**What you will do**
Transcribe without change everything from the line containing "segment --target=white cloud" down to the line containing "54), (121, 47)]", with both of those lines included.

Items from a collection

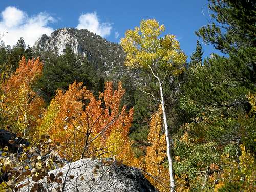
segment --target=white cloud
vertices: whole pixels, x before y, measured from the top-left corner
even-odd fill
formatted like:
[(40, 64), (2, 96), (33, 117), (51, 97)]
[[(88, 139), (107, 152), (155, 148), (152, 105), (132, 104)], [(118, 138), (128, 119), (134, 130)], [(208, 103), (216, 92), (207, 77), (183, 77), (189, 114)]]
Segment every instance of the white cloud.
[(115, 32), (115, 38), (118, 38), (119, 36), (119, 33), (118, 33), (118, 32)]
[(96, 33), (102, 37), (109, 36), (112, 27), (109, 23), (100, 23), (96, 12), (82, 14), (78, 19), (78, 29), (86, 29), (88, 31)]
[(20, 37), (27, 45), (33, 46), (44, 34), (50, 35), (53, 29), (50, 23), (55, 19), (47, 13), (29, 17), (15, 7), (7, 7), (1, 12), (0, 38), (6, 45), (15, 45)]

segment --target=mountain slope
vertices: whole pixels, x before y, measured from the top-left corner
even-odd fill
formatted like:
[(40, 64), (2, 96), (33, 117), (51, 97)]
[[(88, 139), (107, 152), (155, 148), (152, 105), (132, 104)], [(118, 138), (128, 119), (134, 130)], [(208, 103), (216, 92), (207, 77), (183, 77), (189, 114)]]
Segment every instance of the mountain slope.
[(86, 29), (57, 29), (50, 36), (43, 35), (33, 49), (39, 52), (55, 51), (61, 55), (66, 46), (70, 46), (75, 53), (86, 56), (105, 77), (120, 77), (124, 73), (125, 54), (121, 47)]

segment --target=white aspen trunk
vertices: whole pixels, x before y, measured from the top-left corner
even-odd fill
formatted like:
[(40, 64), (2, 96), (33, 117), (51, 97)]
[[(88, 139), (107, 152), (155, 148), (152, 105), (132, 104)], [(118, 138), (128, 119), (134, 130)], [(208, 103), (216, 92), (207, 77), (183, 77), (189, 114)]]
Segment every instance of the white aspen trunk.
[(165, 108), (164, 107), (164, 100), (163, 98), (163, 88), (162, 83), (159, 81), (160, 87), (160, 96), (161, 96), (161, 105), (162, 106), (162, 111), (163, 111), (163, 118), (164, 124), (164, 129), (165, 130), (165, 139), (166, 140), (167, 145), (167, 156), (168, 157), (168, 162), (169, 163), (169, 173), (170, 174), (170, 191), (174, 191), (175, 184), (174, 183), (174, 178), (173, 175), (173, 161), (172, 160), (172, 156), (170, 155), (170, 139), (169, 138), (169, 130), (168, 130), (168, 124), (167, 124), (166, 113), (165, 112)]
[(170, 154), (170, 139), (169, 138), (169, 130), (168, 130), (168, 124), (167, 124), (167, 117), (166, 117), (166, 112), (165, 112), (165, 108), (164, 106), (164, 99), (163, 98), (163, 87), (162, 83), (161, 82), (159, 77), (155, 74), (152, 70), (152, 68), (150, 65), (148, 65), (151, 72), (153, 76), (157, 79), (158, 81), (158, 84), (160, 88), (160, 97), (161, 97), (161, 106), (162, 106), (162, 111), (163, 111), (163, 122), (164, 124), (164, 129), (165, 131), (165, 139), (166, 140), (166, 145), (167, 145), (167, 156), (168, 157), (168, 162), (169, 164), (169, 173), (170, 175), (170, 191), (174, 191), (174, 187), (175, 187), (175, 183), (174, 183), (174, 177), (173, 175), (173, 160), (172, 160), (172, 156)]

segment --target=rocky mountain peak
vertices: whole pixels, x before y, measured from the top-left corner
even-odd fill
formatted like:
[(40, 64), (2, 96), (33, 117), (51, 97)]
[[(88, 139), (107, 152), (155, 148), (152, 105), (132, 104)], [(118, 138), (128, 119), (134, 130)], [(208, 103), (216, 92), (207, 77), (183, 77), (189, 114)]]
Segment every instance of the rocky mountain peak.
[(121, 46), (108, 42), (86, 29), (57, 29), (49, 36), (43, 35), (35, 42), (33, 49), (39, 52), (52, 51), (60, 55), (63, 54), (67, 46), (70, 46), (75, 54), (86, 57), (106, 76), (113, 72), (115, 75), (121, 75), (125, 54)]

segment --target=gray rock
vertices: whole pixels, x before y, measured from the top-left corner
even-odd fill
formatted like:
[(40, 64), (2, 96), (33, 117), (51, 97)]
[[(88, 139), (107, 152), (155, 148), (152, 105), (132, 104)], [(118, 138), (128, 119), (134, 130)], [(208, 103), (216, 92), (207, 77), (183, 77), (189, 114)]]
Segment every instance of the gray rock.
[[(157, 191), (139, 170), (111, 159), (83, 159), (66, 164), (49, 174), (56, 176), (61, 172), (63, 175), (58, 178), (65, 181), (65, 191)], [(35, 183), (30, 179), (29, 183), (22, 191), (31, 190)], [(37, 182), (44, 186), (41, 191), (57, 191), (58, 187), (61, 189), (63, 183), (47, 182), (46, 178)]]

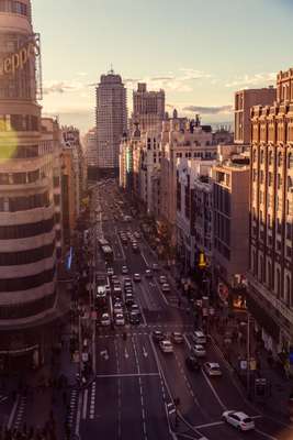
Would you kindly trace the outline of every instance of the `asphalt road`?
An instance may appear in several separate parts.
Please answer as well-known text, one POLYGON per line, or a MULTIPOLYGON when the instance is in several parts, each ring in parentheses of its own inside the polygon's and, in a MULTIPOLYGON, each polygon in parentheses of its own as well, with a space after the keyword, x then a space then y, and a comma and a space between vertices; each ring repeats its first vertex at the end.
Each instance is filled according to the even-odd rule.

...

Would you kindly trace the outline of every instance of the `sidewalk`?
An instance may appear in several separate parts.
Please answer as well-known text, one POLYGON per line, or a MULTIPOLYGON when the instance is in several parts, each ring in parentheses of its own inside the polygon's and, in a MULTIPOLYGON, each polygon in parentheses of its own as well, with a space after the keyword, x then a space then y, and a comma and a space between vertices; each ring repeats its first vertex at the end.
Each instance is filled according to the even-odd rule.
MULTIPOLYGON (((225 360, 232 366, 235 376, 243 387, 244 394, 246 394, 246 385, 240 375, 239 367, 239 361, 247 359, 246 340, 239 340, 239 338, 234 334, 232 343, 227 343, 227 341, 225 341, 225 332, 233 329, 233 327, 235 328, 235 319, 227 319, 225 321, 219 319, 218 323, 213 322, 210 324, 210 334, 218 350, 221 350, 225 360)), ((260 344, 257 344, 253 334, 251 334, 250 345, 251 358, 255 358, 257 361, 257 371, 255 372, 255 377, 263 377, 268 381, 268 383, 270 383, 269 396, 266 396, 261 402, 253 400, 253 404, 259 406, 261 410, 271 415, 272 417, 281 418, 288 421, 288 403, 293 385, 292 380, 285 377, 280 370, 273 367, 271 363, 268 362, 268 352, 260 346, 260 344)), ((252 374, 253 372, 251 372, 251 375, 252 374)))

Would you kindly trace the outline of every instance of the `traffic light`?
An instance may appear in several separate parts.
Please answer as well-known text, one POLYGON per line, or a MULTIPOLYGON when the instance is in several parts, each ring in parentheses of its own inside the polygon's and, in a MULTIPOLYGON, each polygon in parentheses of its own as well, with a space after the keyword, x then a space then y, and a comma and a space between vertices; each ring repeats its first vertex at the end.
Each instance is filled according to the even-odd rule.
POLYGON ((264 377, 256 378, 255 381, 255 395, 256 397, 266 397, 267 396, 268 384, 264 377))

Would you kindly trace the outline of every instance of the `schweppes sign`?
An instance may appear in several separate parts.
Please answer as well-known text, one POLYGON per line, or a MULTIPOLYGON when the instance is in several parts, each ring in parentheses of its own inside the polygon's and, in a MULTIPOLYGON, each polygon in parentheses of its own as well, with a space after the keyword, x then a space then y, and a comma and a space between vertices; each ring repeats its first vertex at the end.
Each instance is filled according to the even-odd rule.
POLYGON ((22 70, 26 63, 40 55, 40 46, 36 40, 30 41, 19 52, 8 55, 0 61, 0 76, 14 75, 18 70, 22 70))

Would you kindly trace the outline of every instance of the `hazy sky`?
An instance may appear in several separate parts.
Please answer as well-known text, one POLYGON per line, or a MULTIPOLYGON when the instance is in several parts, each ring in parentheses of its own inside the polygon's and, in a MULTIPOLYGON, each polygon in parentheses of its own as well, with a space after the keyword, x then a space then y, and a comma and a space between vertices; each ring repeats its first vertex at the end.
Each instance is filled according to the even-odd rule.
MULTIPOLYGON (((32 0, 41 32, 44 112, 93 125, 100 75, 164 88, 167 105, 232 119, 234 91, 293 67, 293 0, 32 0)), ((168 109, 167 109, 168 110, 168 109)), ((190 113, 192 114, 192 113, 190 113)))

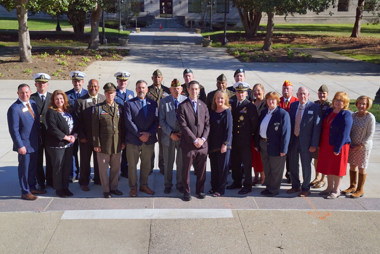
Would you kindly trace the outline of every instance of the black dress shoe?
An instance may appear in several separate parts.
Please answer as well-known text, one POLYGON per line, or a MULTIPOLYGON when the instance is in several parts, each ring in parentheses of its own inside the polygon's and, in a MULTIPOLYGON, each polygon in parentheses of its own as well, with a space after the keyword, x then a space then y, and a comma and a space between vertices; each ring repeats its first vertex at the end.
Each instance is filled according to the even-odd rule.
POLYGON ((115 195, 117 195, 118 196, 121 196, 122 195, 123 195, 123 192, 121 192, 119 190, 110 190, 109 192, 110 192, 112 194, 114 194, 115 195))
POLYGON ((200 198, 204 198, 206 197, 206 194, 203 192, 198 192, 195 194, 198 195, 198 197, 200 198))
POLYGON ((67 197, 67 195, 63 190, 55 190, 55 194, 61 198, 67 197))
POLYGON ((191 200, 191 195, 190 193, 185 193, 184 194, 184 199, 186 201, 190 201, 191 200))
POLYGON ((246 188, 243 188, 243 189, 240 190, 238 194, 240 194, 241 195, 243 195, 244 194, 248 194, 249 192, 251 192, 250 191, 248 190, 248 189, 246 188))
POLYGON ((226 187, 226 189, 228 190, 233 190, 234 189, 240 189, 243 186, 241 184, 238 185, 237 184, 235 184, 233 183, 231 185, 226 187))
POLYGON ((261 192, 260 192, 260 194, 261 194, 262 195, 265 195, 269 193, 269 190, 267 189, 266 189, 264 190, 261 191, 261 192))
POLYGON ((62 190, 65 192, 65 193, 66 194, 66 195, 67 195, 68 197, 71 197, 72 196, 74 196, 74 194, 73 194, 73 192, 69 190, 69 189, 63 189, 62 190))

**Solution**
segment --target=white cloud
vertices: whole pixels, x before y, measured from the top-left corner
even-odd fill
formatted like:
[(40, 64), (2, 96), (33, 117), (51, 97)]
[[(88, 139), (107, 152), (155, 148), (152, 105), (132, 104)], [(118, 138), (128, 119), (134, 130)], [(208, 103), (216, 92), (207, 77), (183, 77), (189, 114)]]
Segment every instance of the white cloud.
[(115, 32), (115, 38), (118, 38), (119, 36), (119, 33), (118, 33), (118, 32)]
[(96, 33), (102, 37), (109, 36), (112, 27), (109, 23), (100, 23), (96, 12), (82, 14), (78, 19), (78, 29), (86, 29), (88, 31)]
[(20, 37), (27, 45), (33, 46), (44, 34), (50, 35), (53, 29), (50, 23), (55, 19), (47, 13), (29, 17), (15, 7), (7, 7), (1, 12), (0, 38), (6, 45), (15, 45)]

segment --target=mountain slope
vertices: whole pixels, x before y, measured from the top-left corner
even-odd fill
formatted like:
[(40, 64), (2, 96), (33, 117), (51, 97)]
[[(88, 139), (107, 152), (155, 148), (152, 105), (132, 104)], [(118, 138), (128, 119), (134, 130)], [(208, 103), (216, 92), (207, 77), (183, 77), (189, 114)]]
Segment every instance of the mountain slope.
[(86, 29), (57, 29), (50, 36), (43, 35), (33, 49), (39, 52), (55, 51), (61, 55), (66, 46), (70, 46), (75, 53), (86, 56), (105, 77), (120, 77), (124, 73), (125, 54), (121, 47)]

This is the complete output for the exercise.